■ RECORDS PROVIDED:
======

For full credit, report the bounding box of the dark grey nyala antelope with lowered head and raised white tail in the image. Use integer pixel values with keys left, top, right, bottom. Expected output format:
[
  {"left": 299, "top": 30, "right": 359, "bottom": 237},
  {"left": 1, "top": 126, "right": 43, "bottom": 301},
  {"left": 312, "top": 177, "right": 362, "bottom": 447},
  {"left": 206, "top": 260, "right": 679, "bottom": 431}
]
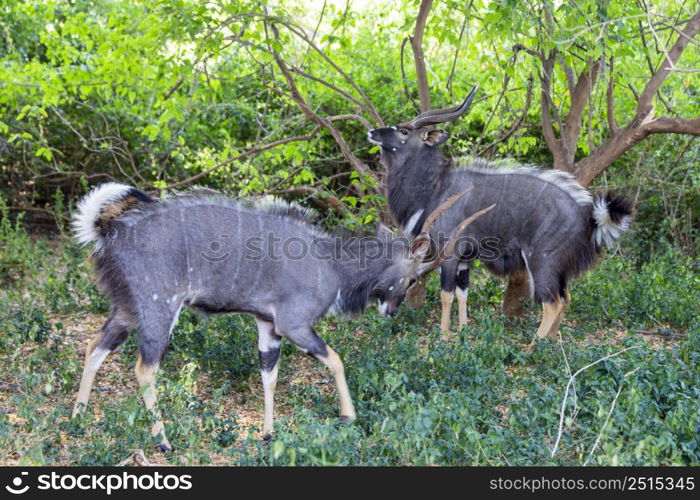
[{"left": 73, "top": 183, "right": 488, "bottom": 450}]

======

■ WHAT YOU NEED TO DO: Transcribe the whole listing exactly but exclude images.

■ SOLUTION FOR THIS EXERCISE:
For full credit, report the bounding box of the dark grey nyala antelope with lowered head and raised white tail in the image. Use integer pixel values with keys left, top, right, bottom. Expected output format:
[
  {"left": 299, "top": 30, "right": 359, "bottom": 237},
  {"left": 1, "top": 126, "right": 43, "bottom": 301},
  {"left": 312, "top": 177, "right": 362, "bottom": 447},
  {"left": 206, "top": 260, "right": 679, "bottom": 431}
]
[{"left": 73, "top": 183, "right": 488, "bottom": 450}]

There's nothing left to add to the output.